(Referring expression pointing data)
Content starts
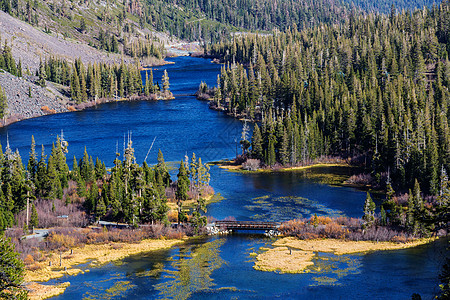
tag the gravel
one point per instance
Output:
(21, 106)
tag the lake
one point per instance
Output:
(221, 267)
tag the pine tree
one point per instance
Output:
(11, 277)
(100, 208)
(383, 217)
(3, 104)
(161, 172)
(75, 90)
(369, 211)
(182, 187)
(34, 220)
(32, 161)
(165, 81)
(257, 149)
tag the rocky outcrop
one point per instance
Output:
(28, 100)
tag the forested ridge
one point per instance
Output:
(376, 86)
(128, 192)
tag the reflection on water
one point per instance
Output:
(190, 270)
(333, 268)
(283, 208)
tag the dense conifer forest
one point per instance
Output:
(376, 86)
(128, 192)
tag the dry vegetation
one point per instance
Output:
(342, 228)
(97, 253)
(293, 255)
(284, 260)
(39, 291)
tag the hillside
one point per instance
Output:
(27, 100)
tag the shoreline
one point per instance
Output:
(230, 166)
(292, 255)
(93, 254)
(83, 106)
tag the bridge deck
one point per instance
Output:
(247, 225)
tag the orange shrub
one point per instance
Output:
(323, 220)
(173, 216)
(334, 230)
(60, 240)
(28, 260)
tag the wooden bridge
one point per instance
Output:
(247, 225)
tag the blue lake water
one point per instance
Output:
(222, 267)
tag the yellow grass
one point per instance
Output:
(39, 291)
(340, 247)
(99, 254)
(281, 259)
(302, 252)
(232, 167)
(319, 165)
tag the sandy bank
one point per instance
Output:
Content ends
### What to do:
Scan the records for the word "bridge" and copy every line where it is found.

### Result:
tag the bridge deck
tag the wooden bridge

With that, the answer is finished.